Output the data below exactly, without images.
◆ ◆ ◆ ◆ ◆
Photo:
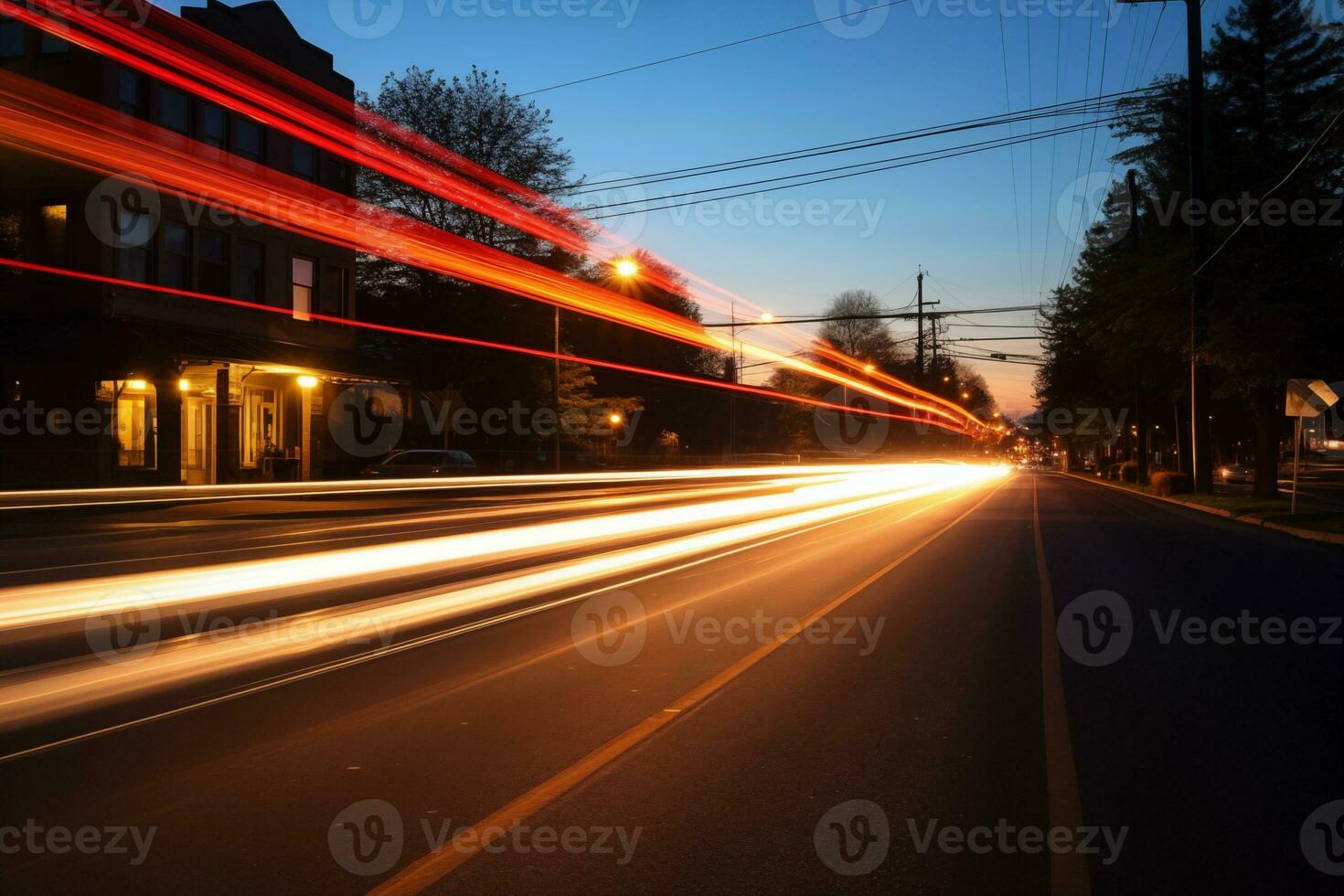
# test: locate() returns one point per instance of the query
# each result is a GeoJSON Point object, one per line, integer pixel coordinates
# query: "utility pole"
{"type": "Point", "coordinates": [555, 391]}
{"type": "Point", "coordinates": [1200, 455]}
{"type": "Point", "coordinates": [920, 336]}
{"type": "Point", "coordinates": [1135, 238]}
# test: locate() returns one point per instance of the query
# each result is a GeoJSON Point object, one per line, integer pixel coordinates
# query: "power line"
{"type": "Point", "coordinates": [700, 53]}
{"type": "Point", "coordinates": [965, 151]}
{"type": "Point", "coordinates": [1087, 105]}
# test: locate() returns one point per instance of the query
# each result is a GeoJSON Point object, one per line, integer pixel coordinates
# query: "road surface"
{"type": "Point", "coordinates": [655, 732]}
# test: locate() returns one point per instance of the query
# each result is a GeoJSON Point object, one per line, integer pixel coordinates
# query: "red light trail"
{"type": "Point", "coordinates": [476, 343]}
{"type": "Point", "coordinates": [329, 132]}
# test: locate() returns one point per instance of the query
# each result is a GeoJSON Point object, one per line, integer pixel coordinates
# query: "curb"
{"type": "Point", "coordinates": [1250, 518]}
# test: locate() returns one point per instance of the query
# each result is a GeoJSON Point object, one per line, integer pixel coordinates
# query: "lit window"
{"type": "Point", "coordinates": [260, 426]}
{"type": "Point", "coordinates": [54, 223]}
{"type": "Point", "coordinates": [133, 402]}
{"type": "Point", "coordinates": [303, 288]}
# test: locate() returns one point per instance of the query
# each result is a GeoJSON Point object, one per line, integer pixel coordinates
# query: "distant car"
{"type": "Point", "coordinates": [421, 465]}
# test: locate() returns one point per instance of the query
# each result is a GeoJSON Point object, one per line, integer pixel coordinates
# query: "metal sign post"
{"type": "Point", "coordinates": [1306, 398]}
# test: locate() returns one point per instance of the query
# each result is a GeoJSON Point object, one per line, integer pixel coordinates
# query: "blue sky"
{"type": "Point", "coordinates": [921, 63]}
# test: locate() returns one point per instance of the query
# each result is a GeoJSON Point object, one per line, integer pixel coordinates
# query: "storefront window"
◆ ◆ ◆ ◆ ◆
Task solution:
Photo:
# test: locate() returns one point per instance of the query
# each result is a GeoJSON Point object, one per line, integer pixel coordinates
# query: "utility pole"
{"type": "Point", "coordinates": [555, 391]}
{"type": "Point", "coordinates": [1200, 455]}
{"type": "Point", "coordinates": [920, 336]}
{"type": "Point", "coordinates": [1135, 238]}
# test: locate() returns one point per instance of the query
# each result is a GeoJSON Point object, one per line, integer pixel coordinates
# query: "power line"
{"type": "Point", "coordinates": [700, 53]}
{"type": "Point", "coordinates": [965, 151]}
{"type": "Point", "coordinates": [1087, 105]}
# test: locate() returns one point per instance of the query
# each result is a GeoJSON Point object, one per line, integer pixel coordinates
# query: "road surface"
{"type": "Point", "coordinates": [655, 732]}
# test: locate() returns one point per instance of the query
# each result is a GeoJSON Point object, one per line, integer pixel coordinates
# query: "red light trail"
{"type": "Point", "coordinates": [476, 343]}
{"type": "Point", "coordinates": [329, 132]}
# test: locate() returns one point per instance of the query
# each result is a GeoJSON Point object, one per line, integer pixel coordinates
# query: "curb"
{"type": "Point", "coordinates": [1250, 518]}
# test: locate() returns one point per instance of the query
# each result is a GeoJSON Point object, one per line, integer pixel coordinates
# query: "lit window"
{"type": "Point", "coordinates": [260, 426]}
{"type": "Point", "coordinates": [54, 223]}
{"type": "Point", "coordinates": [133, 402]}
{"type": "Point", "coordinates": [303, 288]}
# test: locate() returns one point per instance of the query
# each result is a GeoJSON Point object, one per line, integer pixel coordinates
# query: "distant car"
{"type": "Point", "coordinates": [421, 465]}
# test: locate() returns one point per instance of the query
# each result is a GeoJSON Point object, one per line, integer pixel coordinates
# query: "metal sign post"
{"type": "Point", "coordinates": [1306, 398]}
# test: locate() returns one point per instance of the query
# each result is a GeoJSON Point object, one per line, integer pixel coordinates
# query: "blue sky"
{"type": "Point", "coordinates": [921, 63]}
# test: locate() returns one point per instance of the query
# each result is a GeoJSON Point object, one per line, integer pixel coordinates
# query: "storefront window"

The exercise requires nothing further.